The controversy continued for eighteen months. Mayo Graham of the Public Works Capital Region Advisory Committee felt that "both the sculpture and its location" were fine, but was not happy with what he called the "bus 'hut,' bench, and surrounding planting", as he wrote in a letter to Bob Osler, Acting Chief of Environmental Design, dated 9 August 1977:Frankly, I think that we should care enough about the sculpture to highlight it... rather than try to hide or detract from it with these other unattractive elements. I hope there is still the possibility of convincing those in charge to keep the Nugent sculpture in place.

Contemporary work seems naturally to draw hostility, but I feel that this work deserves complete support.
— Mayo Graham

===Removals and re-installations===

Whelan panned me, the press panned me, people in the building panned me... I was lucky to get out of Winnipeg alive.
— John Nugent

For 20 years, we banished John Nugent's graceful No. 1 Northern steel wheatfield sculpture because of the tastes of a few cranky taxpayers.
— Morley Walker (arts critic for the Winnipeg Free Press)

By July 1978, Baxter had prevailed: local Public Works officials were fed up with the controversy, and with the blessing of the new Public Works Minister Judd Buchanan, announced that No. 1 Northern would be "cut in pieces" and moved "somewhere" on 1 August. Nugent heard about this while working at his studio in Lumsden, Saskatchewan and a legal standoff began. Canadian Artists Representation filed an action to stop the removal of Nugent's work; the sculptor was given one month to choose between two sites, though he felt that neither one was suitable. Accounts of what happened next vary; there were rumours that "it simply disappeared one night and no one claimed to know who was responsible." Late in the night of 31 August, against the protestations of Nugent's lawyer, officials dismantled the work (possibly while legal proceedings were ongoing) when it was cut up and taken to a federal warehouse in Lockport. Nugent said afterwards: "They can decide what to do with it now... It seems futile to sue." But sue Nugent did, for "damages to the artist's reputation", as well as breach of contract.

Two years later, No. 1 Northern was reinstalled in front of a Revenue Canada building, the Winnipeg Taxation Centre on Stapon Road. Upset that his work had not been supported the first time around, Nugent said he was not interested in the re-installation, and that since the sculpture had been cut into pieces and reassembled "it wasn't his original work anymore." "I've disowned it... The minute the government vandalized it I disowned it."

In 1993, the work was quietly moved a second time, this time to a Winnipeg scrapyard in the salvage area, "in pieces", unbeknownst to Nugent, who asked for the public's help in finding the piece. A Public Works spokesperson later said it was moved because new pathways into the building passed too near the sculpture and the department was concerned "children might climb on it". In Spring 1997, Nugent discovered what had become of his work and complained, along with many other artists, about the way Public Works stored pieces of art it owned. The department made a commitment to restoring the sculpture and finding a prominent, public setting for it following public reaction to news of its deterioration.

Later the same year, almost twenty years after it was removed, No. 1 Northern was reinstalled in front of the Grain Commission building. Another two decades later, Di Brandt, Winnipeg's first poet laureate, suggested that as the Winnipeg Arts Council's contemporary public art program has developed, Nugent's work no longer seems risqué: "It brightens up the grey streets, and provides a nice horizontal homage to our Prairie landscape and agricultural heritage among all those tall vertical buildings."

WHAT TO PRODUCE
Answer these from the sculpture history above, one answer per line.
(a) Where was the sculpture taken after officials cut it up in August 1978?
(b) In front of which building was it reinstalled two years later?
(c) What reason did a Public Works spokesperson give for moving it in 1993?

DATASET CONTENT
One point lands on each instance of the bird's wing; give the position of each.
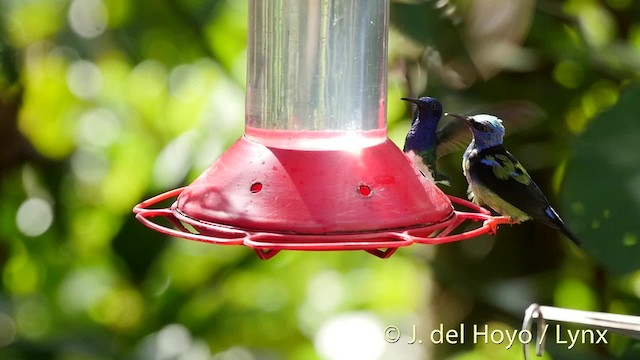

CORRECT OUTPUT
(a) To a federal warehouse in Lockport.
(b) The Winnipeg Taxation Centre on Stapon Road, a Revenue Canada building.
(c) New pathways into the building passed too near the sculpture, and the department was concerned "children might climb on it".